[[ Supplied material, beginning ]]

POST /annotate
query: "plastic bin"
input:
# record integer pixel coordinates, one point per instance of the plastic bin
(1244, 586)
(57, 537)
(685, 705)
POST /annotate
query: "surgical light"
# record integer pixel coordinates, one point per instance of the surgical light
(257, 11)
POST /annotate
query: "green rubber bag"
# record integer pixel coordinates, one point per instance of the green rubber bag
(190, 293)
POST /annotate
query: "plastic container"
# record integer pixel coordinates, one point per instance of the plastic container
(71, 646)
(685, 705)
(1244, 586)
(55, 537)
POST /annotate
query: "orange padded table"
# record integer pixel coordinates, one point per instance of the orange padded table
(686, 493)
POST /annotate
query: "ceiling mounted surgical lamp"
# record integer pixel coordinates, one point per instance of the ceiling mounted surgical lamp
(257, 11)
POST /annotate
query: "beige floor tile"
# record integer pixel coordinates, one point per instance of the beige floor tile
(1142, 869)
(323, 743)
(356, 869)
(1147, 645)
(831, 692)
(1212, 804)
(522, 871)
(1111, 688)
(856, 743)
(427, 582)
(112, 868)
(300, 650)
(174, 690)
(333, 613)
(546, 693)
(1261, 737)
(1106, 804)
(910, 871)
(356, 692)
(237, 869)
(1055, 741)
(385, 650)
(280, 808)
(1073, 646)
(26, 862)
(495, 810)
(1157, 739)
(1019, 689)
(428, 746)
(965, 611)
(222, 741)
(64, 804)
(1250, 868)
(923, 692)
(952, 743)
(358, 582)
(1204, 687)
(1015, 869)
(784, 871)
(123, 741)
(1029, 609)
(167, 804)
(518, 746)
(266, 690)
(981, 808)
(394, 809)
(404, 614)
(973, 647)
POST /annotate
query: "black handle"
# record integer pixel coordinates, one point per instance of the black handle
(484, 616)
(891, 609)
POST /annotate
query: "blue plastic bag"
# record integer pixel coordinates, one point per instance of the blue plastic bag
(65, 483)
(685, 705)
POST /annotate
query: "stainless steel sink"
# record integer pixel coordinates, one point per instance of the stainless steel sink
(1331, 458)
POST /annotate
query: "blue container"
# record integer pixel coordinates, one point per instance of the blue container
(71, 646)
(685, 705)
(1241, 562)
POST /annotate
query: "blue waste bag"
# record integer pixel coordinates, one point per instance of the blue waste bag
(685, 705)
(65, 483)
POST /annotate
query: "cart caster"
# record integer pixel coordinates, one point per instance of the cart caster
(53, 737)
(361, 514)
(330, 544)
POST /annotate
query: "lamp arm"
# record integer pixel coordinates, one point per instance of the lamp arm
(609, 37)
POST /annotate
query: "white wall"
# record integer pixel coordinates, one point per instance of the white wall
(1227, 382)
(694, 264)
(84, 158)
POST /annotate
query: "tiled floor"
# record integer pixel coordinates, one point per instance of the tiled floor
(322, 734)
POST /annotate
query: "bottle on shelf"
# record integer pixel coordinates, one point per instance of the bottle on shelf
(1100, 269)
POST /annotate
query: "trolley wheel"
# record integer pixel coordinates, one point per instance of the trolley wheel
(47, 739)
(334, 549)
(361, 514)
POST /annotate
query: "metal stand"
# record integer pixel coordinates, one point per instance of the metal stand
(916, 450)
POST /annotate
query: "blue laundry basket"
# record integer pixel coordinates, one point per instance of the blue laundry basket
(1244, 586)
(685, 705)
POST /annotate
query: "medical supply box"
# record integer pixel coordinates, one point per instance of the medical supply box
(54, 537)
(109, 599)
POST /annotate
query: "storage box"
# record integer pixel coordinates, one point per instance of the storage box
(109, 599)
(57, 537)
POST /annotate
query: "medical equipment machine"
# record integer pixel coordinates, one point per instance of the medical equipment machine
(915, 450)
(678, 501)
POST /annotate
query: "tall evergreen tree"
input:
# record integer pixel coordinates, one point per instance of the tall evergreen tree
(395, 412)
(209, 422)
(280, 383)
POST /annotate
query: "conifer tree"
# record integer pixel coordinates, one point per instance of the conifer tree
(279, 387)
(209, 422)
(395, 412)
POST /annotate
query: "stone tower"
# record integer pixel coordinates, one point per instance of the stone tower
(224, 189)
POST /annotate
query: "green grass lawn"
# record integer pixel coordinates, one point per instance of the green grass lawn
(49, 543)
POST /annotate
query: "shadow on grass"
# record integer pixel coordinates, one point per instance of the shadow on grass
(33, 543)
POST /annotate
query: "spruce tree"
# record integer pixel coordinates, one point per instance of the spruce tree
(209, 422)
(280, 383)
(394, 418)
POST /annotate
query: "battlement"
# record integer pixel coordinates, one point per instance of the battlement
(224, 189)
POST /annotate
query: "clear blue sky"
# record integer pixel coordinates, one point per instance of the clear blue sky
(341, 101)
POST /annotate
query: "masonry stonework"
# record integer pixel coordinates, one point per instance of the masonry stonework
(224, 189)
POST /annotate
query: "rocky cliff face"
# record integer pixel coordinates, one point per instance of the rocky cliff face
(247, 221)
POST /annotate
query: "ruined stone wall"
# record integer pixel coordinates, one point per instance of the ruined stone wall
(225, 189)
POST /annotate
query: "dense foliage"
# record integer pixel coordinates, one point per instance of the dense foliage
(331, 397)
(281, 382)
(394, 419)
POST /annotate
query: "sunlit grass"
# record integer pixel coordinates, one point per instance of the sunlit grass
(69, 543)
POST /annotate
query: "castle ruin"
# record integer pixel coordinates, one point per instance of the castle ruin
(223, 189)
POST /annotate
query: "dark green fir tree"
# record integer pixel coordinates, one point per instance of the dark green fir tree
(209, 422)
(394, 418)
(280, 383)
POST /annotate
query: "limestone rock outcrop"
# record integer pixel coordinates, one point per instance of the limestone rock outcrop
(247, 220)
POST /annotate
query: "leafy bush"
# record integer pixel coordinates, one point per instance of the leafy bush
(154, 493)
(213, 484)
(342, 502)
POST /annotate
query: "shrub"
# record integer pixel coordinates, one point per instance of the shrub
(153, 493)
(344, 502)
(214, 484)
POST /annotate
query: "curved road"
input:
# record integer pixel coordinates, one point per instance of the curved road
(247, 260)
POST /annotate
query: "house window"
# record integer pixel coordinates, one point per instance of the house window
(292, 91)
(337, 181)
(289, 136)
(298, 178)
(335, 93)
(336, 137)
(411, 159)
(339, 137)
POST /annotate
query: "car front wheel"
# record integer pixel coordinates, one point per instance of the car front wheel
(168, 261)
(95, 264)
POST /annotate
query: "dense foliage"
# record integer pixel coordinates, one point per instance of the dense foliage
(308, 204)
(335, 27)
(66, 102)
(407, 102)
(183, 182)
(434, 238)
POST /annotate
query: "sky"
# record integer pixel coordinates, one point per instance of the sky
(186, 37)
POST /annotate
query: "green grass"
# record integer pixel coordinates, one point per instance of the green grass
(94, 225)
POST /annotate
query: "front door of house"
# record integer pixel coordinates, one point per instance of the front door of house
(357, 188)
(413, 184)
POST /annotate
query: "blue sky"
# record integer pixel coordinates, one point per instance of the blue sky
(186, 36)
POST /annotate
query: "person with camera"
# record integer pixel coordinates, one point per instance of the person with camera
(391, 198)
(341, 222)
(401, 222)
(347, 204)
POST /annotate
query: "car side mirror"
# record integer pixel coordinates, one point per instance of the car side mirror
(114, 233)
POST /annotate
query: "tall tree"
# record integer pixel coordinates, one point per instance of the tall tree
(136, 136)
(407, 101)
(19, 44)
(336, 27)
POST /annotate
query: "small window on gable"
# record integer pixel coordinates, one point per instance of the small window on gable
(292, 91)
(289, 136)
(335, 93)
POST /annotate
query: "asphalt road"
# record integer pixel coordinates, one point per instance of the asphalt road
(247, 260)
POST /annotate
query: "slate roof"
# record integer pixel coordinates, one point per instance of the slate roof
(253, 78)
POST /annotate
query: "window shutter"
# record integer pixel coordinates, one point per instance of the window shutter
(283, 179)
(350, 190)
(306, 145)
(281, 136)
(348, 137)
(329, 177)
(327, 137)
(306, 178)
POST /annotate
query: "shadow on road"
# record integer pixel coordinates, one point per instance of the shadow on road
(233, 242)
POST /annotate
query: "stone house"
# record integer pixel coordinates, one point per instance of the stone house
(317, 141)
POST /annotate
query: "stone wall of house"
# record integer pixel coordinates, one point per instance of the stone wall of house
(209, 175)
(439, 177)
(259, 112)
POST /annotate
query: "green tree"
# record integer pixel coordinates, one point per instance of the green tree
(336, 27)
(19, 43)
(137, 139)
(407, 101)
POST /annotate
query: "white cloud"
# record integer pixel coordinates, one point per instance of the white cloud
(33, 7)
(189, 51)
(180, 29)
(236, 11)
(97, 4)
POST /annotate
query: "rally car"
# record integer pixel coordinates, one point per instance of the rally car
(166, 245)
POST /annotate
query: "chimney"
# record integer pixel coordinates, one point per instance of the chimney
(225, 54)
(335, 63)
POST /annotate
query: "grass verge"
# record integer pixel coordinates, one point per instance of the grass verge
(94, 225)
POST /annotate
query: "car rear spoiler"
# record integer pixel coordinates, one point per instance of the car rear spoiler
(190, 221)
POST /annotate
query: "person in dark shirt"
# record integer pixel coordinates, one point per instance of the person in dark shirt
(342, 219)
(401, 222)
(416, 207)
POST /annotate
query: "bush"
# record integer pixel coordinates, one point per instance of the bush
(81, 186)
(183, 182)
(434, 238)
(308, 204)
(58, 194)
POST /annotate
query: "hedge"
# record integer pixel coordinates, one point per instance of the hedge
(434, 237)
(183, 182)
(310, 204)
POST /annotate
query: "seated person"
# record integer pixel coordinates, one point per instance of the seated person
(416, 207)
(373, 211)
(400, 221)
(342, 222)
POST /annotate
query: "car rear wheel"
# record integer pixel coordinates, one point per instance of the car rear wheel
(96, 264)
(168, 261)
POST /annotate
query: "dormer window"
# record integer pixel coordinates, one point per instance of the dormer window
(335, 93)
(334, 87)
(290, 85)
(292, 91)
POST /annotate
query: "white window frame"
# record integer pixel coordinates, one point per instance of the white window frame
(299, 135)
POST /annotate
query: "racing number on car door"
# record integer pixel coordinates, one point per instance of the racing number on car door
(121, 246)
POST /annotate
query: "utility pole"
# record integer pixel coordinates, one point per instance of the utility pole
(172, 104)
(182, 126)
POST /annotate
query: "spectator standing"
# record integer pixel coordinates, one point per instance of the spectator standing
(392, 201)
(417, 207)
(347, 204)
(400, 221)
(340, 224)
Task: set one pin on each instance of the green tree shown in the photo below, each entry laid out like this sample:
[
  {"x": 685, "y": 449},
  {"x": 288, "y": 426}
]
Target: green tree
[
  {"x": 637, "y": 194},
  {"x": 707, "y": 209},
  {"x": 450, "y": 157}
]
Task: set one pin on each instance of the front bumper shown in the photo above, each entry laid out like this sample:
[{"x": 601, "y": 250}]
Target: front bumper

[[ Supplied material, end ]]

**Requirement:**
Gather each line in the data that holds the string "shown".

**Solution:**
Task: set one pin on each instance of the green tree shown in the photo below, each entry laid out like this sample:
Task: set one pin on each instance of the front bumper shown in the photo above, each entry laid out like this sample:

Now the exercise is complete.